Records for this exercise:

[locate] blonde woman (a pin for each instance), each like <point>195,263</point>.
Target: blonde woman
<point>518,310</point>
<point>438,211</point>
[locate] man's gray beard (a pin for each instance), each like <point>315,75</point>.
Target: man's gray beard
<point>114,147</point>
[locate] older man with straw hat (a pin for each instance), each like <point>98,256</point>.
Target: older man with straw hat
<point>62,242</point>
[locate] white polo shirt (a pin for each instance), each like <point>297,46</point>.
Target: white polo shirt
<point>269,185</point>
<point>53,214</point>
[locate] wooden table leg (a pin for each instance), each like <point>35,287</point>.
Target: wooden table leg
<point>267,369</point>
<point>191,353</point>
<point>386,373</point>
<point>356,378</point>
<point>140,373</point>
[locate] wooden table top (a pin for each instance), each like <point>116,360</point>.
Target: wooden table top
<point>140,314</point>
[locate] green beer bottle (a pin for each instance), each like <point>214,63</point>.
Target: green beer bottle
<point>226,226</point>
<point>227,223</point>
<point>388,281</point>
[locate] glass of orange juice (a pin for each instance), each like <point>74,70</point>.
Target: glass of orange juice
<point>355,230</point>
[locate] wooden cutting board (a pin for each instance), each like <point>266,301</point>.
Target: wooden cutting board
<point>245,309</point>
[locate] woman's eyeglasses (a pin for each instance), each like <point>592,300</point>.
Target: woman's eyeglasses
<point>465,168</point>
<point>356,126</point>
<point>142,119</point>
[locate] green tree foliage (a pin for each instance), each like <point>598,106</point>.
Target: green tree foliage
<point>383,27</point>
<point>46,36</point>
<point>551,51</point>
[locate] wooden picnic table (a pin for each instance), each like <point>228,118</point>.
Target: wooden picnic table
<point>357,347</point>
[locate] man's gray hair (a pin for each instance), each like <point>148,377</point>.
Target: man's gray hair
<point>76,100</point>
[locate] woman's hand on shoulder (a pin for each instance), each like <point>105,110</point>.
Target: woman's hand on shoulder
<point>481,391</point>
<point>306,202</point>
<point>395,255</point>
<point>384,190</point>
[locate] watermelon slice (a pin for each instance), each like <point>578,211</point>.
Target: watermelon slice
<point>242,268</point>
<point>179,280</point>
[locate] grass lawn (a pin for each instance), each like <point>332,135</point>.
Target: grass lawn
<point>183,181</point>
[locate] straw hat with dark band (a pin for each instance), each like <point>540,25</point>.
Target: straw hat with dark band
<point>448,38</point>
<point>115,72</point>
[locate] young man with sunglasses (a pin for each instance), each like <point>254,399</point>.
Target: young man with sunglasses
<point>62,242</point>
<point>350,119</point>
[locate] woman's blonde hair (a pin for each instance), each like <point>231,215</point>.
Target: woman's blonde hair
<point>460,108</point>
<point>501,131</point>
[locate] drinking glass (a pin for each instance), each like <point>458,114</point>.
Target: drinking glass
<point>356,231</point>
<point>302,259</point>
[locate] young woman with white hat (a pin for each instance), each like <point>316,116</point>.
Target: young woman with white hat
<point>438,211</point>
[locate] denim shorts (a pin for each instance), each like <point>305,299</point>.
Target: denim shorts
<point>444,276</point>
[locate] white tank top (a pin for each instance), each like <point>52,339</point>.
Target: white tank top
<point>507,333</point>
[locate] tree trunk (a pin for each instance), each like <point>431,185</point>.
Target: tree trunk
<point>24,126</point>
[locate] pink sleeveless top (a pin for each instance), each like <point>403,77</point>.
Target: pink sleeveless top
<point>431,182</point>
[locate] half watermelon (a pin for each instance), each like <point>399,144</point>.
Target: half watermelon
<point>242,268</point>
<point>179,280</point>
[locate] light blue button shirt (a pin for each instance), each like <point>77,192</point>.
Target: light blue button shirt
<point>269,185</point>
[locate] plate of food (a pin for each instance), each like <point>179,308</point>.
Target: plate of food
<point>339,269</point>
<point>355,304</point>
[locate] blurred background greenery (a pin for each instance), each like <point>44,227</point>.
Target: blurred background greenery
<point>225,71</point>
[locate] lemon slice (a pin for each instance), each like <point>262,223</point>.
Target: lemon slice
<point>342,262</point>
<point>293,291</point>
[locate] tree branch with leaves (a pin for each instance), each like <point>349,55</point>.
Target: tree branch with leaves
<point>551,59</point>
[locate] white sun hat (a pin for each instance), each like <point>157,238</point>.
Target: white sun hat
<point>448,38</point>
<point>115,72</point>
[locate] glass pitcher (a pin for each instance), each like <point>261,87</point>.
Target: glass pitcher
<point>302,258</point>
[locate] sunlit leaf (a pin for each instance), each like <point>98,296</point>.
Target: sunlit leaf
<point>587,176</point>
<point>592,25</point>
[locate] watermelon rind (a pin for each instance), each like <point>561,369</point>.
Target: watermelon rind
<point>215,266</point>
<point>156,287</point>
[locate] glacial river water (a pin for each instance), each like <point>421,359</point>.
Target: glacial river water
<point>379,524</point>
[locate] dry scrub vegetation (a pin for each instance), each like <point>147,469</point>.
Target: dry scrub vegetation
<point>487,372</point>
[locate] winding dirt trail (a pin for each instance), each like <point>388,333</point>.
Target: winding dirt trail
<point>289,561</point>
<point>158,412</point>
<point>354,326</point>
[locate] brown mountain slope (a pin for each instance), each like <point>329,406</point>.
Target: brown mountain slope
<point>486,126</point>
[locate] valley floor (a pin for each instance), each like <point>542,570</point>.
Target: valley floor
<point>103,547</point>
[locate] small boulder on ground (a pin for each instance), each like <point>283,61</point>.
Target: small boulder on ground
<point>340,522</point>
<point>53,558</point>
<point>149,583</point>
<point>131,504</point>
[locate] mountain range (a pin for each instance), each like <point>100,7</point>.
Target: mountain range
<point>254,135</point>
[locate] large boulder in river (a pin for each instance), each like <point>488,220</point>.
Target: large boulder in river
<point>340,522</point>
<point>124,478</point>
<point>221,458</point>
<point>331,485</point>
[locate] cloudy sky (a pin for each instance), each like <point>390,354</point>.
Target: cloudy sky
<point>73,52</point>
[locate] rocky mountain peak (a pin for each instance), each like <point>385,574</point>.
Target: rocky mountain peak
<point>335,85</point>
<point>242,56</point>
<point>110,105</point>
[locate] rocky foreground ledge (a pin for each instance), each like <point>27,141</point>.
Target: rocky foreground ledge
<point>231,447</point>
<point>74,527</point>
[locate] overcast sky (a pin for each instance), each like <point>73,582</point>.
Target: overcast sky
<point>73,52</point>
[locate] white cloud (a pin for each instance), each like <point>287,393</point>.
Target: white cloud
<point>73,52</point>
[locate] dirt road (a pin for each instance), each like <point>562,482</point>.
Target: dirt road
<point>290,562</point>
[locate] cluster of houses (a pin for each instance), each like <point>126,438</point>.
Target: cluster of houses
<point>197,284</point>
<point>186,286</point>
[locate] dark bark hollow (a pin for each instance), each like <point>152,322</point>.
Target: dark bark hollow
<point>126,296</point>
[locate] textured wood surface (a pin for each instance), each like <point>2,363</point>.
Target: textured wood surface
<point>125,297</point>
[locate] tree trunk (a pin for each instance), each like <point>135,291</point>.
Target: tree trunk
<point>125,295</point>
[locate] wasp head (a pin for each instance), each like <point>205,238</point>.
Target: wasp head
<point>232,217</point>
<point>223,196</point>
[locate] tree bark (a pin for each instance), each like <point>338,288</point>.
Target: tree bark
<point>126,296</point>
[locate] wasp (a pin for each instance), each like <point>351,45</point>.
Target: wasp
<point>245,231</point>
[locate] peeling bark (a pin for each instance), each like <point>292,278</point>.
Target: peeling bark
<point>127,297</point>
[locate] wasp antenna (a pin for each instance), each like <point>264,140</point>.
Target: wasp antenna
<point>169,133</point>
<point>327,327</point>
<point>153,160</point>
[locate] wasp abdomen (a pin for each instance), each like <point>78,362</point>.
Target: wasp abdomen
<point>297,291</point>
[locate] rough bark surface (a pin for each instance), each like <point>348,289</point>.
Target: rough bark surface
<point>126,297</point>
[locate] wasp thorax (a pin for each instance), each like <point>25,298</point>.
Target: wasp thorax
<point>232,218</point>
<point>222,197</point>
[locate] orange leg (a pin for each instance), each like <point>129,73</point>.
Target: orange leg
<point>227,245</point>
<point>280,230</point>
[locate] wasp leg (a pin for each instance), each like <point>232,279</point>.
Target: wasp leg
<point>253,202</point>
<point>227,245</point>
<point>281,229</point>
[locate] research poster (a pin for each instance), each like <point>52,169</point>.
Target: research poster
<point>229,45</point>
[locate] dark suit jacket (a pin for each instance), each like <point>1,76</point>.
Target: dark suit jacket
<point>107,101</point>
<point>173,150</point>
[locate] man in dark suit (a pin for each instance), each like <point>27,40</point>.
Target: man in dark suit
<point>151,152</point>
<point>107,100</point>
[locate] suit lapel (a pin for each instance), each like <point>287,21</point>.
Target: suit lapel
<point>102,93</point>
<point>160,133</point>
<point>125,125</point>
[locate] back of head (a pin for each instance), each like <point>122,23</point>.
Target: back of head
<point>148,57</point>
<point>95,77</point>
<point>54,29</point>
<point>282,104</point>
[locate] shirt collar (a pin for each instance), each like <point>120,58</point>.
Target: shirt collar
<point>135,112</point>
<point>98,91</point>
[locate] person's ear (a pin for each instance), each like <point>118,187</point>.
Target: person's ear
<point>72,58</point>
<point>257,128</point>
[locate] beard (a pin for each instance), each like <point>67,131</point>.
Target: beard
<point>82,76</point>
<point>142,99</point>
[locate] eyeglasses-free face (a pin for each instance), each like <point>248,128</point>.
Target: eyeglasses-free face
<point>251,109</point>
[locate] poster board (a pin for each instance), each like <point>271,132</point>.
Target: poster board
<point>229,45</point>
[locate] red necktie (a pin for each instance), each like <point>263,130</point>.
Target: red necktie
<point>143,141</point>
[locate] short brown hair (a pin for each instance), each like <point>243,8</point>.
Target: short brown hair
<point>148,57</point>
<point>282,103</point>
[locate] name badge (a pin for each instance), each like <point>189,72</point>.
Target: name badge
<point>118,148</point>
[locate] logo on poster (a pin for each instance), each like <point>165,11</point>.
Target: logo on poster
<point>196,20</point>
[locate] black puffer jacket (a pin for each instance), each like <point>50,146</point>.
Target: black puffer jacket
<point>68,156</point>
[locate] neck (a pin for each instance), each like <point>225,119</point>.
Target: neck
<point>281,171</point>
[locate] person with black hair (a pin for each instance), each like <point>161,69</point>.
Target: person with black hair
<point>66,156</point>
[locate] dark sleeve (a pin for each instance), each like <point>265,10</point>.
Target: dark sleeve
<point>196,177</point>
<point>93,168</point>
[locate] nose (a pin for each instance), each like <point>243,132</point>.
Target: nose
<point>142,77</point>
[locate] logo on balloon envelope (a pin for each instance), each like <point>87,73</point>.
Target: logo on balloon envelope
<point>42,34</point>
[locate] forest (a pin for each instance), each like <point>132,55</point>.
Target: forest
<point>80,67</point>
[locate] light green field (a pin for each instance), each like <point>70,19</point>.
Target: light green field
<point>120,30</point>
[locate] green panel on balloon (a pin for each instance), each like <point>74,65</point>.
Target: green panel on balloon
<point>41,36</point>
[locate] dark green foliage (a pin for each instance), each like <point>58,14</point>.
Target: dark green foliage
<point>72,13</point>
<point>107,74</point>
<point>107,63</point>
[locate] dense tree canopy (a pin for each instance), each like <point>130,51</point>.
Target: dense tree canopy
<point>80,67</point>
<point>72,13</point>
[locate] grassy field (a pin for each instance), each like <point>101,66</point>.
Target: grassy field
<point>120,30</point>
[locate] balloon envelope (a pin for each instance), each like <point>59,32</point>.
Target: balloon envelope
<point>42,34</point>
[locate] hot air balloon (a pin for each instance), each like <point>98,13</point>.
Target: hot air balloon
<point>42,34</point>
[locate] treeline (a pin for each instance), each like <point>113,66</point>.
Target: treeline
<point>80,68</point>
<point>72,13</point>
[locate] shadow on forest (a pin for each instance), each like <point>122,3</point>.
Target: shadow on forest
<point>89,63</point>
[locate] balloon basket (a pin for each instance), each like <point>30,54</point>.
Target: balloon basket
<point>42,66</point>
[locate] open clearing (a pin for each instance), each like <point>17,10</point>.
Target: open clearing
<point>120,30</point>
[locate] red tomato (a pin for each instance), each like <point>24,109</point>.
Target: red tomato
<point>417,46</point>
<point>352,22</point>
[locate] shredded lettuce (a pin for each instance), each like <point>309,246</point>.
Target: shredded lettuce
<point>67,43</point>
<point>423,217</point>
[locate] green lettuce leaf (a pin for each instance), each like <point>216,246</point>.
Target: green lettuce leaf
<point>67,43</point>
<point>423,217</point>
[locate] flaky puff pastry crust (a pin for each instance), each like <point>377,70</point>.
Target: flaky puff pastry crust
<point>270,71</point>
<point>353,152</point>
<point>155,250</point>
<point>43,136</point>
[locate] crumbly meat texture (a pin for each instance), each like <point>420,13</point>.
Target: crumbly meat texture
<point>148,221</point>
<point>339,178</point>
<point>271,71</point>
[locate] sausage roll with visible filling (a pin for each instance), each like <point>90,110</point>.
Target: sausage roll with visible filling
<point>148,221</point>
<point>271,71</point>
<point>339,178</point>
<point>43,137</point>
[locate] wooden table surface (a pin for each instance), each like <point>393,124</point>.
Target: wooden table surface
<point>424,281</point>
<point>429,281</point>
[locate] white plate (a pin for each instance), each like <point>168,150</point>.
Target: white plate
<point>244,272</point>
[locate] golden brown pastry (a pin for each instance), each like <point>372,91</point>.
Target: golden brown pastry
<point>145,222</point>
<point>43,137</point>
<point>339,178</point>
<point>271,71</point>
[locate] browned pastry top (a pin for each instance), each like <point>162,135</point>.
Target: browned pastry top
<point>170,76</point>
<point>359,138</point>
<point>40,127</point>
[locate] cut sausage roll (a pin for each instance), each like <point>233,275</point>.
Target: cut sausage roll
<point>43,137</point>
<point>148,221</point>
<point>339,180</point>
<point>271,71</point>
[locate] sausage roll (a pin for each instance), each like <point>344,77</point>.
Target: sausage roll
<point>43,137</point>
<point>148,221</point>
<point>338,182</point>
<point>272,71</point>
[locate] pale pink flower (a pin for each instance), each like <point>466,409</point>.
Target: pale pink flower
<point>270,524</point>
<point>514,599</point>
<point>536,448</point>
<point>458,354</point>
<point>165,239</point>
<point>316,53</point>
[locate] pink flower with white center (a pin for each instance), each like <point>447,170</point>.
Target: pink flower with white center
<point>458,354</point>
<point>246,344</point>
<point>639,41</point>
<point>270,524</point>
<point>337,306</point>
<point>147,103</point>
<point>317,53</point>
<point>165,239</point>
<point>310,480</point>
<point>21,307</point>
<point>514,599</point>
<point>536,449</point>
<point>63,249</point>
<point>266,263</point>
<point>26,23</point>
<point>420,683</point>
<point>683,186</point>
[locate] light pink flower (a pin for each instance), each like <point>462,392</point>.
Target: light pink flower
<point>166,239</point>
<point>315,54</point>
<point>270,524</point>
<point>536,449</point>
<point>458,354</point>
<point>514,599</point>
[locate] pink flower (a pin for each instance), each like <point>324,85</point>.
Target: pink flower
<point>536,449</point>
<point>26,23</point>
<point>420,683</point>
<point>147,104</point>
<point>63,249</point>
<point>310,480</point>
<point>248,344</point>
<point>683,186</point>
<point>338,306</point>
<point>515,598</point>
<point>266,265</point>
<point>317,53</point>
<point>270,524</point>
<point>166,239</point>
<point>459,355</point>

Instruction: Turn the lines of the listing above, from the line with "[locate] research poster" to the line with "<point>173,150</point>", into a numbered list and skip any blank lines.

Output of the task:
1. [locate] research poster (a pin for each instance), each like <point>52,169</point>.
2. Target: research poster
3. <point>229,45</point>
4. [locate] dark suit jacket (a pin for each instance), each like <point>1,76</point>.
5. Target: dark suit jacket
6. <point>107,101</point>
7. <point>173,150</point>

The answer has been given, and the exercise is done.